### SOURCE DOCUMENT ###

Again, Nadaillac, in his Prehistoric America, after speaking of certain creation and flood traditions, adds:

"Other traditions allude to convulsions of nature, to inundations, profound disturbances, to terrible deluges in the midst of which mountains and volcanoes suddenly rose up."

I now turn to a passage I shall read to you from III Nephi, describing the appearance of Jesus on this land. After these cataclysms had taken place a company of men, women and children in the land Bountiful, numbering some 2,500 souls, were assembled together near a temple that had escaped destruction, and they were speaking of the great events of the recent past and the change that was apparent in the whole face of the land. As they were speaking of these signs that had been given of Messiah's birth and death, and conversing concerning Messiah himself, they heard a voice. What was said they could not at first determine, and whence the voice came they could not tell. It grew, however, more and still more distinct, until at last, they heard the voice say:

"Behold my beloved Son, in whom I am well pleased, in whom I have glorified my name: hear ye him.

"And it came to pass as they understood, they cast their eyes up again towards heaven and behold, they saw a man descending out of heaven: and he was clothed in a white robe, and he came down and stood in the midst of them, and the eyes of the whole multitude were turned upon him, and they durst not open their mouths, even one to another, and wist not what it meant, for they thought it was an angel that had appeared unto them.

### MATERIAL FOR THIS EXERCISE ###

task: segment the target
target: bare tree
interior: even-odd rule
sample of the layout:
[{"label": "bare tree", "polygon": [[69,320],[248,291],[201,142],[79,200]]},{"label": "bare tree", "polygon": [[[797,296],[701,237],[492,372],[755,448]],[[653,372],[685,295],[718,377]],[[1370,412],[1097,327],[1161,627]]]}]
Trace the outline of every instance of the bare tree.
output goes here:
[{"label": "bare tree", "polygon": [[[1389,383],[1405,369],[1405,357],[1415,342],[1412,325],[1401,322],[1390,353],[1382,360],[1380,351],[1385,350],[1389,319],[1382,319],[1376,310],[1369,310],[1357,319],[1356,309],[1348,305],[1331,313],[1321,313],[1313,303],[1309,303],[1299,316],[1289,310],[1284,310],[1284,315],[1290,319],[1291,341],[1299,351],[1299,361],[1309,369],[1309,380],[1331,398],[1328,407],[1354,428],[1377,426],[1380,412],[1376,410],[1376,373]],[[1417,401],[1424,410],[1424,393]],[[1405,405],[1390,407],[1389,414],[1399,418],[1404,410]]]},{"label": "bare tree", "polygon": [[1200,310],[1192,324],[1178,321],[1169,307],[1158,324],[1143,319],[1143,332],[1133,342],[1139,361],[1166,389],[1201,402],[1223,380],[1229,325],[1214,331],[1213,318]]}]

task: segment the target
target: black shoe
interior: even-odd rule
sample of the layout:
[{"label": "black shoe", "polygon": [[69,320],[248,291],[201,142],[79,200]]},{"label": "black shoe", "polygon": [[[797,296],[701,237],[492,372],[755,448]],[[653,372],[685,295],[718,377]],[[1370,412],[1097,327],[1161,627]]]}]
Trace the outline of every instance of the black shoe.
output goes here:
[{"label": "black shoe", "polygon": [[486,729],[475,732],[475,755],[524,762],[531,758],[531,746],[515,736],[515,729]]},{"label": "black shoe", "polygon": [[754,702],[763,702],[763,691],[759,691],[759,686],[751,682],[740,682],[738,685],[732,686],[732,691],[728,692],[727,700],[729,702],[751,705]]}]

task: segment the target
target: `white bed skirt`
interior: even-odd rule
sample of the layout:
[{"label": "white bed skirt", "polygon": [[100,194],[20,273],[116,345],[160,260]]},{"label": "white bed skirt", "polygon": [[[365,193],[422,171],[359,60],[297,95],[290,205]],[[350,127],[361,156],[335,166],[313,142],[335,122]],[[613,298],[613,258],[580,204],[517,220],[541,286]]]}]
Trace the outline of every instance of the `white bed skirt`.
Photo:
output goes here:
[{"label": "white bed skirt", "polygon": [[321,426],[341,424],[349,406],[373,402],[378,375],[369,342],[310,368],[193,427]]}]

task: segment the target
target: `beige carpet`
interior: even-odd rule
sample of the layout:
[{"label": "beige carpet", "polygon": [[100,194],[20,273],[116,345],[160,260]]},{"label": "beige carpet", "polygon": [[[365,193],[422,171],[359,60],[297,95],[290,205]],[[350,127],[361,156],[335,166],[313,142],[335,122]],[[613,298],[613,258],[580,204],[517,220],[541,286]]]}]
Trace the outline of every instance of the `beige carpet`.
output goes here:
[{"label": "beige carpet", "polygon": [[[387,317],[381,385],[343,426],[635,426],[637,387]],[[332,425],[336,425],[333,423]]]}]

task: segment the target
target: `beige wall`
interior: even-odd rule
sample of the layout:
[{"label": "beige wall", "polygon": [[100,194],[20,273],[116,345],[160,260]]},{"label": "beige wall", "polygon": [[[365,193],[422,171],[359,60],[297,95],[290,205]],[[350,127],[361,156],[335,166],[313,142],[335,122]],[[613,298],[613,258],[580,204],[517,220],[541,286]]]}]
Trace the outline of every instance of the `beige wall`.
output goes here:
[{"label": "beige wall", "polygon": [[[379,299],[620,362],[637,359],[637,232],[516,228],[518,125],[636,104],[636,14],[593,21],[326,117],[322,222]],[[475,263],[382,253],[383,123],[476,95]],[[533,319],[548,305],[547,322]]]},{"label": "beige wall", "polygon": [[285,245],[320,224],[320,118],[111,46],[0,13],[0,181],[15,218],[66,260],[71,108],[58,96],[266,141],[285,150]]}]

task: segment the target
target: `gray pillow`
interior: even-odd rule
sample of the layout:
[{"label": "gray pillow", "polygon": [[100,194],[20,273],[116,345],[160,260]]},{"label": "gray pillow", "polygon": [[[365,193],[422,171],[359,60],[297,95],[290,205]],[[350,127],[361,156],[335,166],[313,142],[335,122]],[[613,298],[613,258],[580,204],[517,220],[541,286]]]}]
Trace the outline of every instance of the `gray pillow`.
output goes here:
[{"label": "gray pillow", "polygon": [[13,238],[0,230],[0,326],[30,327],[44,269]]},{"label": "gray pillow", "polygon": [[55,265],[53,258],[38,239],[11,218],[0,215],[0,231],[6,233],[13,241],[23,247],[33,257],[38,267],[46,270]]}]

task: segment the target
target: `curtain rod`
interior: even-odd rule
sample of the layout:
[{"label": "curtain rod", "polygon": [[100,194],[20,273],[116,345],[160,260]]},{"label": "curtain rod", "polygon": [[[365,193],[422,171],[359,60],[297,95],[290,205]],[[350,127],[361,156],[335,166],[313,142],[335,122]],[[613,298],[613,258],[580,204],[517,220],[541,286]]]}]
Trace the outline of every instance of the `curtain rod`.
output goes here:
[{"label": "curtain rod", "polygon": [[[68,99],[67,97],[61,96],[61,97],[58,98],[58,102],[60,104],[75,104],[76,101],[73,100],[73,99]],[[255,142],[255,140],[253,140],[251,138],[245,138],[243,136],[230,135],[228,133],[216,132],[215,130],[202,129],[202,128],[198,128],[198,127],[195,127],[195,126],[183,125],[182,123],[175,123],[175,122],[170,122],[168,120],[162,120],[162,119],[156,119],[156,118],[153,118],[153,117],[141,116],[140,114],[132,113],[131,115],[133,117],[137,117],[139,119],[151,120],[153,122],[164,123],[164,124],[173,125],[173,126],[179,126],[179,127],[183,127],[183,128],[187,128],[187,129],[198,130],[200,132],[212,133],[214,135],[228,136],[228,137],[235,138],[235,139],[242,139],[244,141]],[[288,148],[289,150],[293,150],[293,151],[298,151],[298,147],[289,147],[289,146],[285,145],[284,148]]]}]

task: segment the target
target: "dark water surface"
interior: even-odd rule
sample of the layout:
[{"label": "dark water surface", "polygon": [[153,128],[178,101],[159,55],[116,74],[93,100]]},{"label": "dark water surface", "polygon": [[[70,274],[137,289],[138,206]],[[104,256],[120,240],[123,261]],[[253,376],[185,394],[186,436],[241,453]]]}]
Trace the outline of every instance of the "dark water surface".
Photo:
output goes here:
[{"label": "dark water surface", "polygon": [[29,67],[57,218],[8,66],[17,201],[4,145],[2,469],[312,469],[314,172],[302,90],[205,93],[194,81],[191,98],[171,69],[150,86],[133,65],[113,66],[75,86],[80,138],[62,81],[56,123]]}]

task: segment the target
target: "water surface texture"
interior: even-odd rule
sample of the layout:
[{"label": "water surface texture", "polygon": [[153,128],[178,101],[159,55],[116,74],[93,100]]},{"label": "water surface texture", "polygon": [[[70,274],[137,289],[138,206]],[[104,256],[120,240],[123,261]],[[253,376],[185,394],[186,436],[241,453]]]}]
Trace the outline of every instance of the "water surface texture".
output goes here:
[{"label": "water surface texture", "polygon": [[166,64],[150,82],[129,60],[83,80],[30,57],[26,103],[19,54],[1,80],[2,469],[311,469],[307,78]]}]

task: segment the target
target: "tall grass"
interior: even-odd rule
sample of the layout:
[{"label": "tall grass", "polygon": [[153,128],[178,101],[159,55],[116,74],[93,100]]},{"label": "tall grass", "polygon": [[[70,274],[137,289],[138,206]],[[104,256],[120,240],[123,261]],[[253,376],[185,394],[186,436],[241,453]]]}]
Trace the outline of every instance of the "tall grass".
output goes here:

###

TO DO:
**a)** From the source passage, set down everything from "I now turn to" down to "hear ye him." word for word.
**b)** Select and copy each line of the records that contains the string "tall".

THE RESULTS:
**a)**
I now turn to a passage I shall read to you from III Nephi, describing the appearance of Jesus on this land. After these cataclysms had taken place a company of men, women and children in the land Bountiful, numbering some 2,500 souls, were assembled together near a temple that had escaped destruction, and they were speaking of the great events of the recent past and the change that was apparent in the whole face of the land. As they were speaking of these signs that had been given of Messiah's birth and death, and conversing concerning Messiah himself, they heard a voice. What was said they could not at first determine, and whence the voice came they could not tell. It grew, however, more and still more distinct, until at last, they heard the voice say:

"Behold my beloved Son, in whom I am well pleased, in whom I have glorified my name: hear ye him.

**b)**
target: "tall grass"
[{"label": "tall grass", "polygon": [[153,128],[178,101],[159,55],[116,74],[93,100]]},{"label": "tall grass", "polygon": [[[70,274],[137,289],[138,206]],[[104,256],[120,240],[123,261]],[[253,376],[185,394],[186,436],[241,453]]]}]
Trace the outline of every instance of the "tall grass".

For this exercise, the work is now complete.